Stored data:
BEGIN

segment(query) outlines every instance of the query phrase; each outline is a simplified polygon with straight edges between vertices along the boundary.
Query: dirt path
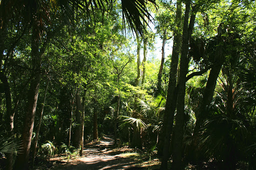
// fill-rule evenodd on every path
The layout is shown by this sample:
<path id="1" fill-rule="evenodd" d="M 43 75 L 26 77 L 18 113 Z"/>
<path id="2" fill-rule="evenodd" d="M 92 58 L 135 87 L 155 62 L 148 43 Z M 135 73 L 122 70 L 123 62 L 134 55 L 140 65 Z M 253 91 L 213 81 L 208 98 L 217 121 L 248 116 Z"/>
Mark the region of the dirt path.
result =
<path id="1" fill-rule="evenodd" d="M 138 154 L 128 148 L 115 149 L 113 148 L 113 140 L 110 137 L 105 136 L 98 143 L 86 146 L 82 157 L 56 157 L 52 159 L 54 164 L 50 170 L 144 169 L 138 166 L 134 167 L 140 162 L 134 159 Z"/>

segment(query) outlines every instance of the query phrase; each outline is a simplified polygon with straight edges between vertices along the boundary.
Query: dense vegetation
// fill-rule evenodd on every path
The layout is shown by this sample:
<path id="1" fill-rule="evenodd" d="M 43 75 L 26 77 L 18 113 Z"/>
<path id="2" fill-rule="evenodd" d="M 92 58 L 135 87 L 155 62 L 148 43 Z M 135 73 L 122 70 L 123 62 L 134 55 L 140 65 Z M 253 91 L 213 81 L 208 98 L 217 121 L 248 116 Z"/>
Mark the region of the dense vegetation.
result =
<path id="1" fill-rule="evenodd" d="M 162 170 L 256 169 L 256 37 L 252 0 L 0 0 L 4 166 L 108 134 Z"/>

END

**SET PROBLEM**. Copy every line of the items above word for word, but leave out the pictures.

**FINAL RESULT**.
segment(query) outlines every instance of the query phrase; each outline is a simplified polygon with straight edges between vertices along the boundary.
Query: dirt path
// fill-rule evenodd on every path
The layout is shown by this sample:
<path id="1" fill-rule="evenodd" d="M 43 75 L 26 77 L 18 113 Z"/>
<path id="2" fill-rule="evenodd" d="M 92 58 L 135 87 L 155 62 L 148 43 Z M 135 73 L 122 70 L 123 62 L 134 55 L 140 65 Z M 253 91 L 213 81 L 208 98 L 217 121 L 248 116 Z"/>
Mark the region of the dirt path.
result =
<path id="1" fill-rule="evenodd" d="M 138 154 L 128 148 L 115 149 L 113 148 L 113 140 L 110 137 L 105 136 L 98 143 L 86 146 L 82 157 L 56 157 L 52 159 L 54 164 L 50 170 L 144 169 L 138 166 L 134 167 L 140 162 L 134 159 Z"/>

segment(query) outlines every instance of the query phrase; each outline is a simplified polygon with straight edges between vertices along the boundary.
Query: dense vegetation
// fill-rule evenodd on every path
The layout is shown by this sample:
<path id="1" fill-rule="evenodd" d="M 43 75 L 26 77 L 18 113 Z"/>
<path id="2" fill-rule="evenodd" d="M 92 58 L 135 87 L 155 62 L 148 43 Z M 135 73 L 122 70 L 123 62 L 134 55 L 140 65 Z M 253 91 L 213 81 L 208 98 L 217 121 L 248 116 Z"/>
Mark the region of the dense vegetation.
result =
<path id="1" fill-rule="evenodd" d="M 162 170 L 256 169 L 256 37 L 252 0 L 0 0 L 4 166 L 108 134 Z"/>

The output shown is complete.